_Lesetext_

▬▬▬

# taz.de -- Wegen Angriffen auf Rechtsextreme: Nächste Anklagewelle gegen Antifa-Szene
       
       > Die Bundesanwaltschaft erhebt Anklage gegen sieben Linke. Sie sollen als
       > Teil der Gruppe um die Leipzigerin Lina E. Rechtsextreme angegriffen
       > haben.
       
 (IMG) Bild: Autonome in einem Demoblock am 1. Mai 2025 in Berlin: Nun legt die Bundesanwaltschaft wieder Anklage gegen die Szene vor
       
       Berlin taz | Es ist der nächste Schlag der Bundesanwaltschaft gegen die
       linke Szene: Nach Angaben mehrerer Verteidiger*innen hat die oberste
       Ermittlungsbehörde Anklage gegen sieben Linke erhoben, denen vorgeworfen
       wird, an Angriffen auf Rechtsextreme beteiligt gewesen zu sein. Die
       Bundesanwaltschaft rechnet sie der Gruppe um die Leipzigerin Lina E. zu,
       die bereits vor zwei Jahren mit drei Mitangeklagten [1][zu einer gut
       fünfjährigen Haftstrafe verurteilt wurde] und diese derzeit absitzt.

▬▬▬

_Gegebene Daten_

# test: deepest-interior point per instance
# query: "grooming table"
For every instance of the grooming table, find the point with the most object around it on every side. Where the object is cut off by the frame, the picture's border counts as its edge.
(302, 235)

▬▬▬

Gib bitte aus dem Lesetext über die Anklage gegen die Antifa-Szene den Abschnitt von „(IMG) Bild: Autonome“ bis „diese derzeit absitzt.“ wortgetreu wieder.

_Erwartete Antwort_
(IMG) Bild: Autonome in einem Demoblock am 1. Mai 2025 in Berlin: Nun legt die Bundesanwaltschaft wieder Anklage gegen die Szene vor
       
       Berlin taz | Es ist der nächste Schlag der Bundesanwaltschaft gegen die
       linke Szene: Nach Angaben mehrerer Verteidiger*innen hat die oberste
       Ermittlungsbehörde Anklage gegen sieben Linke erhoben, denen vorgeworfen
       wird, an Angriffen auf Rechtsextreme beteiligt gewesen zu sein. Die
       Bundesanwaltschaft rechnet sie der Gruppe um die Leipzigerin Lina E. zu,
       die bereits vor zwei Jahren mit drei Mitangeklagten [1][zu einer gut
       fünfjährigen Haftstrafe verurteilt wurde] und diese derzeit absitzt.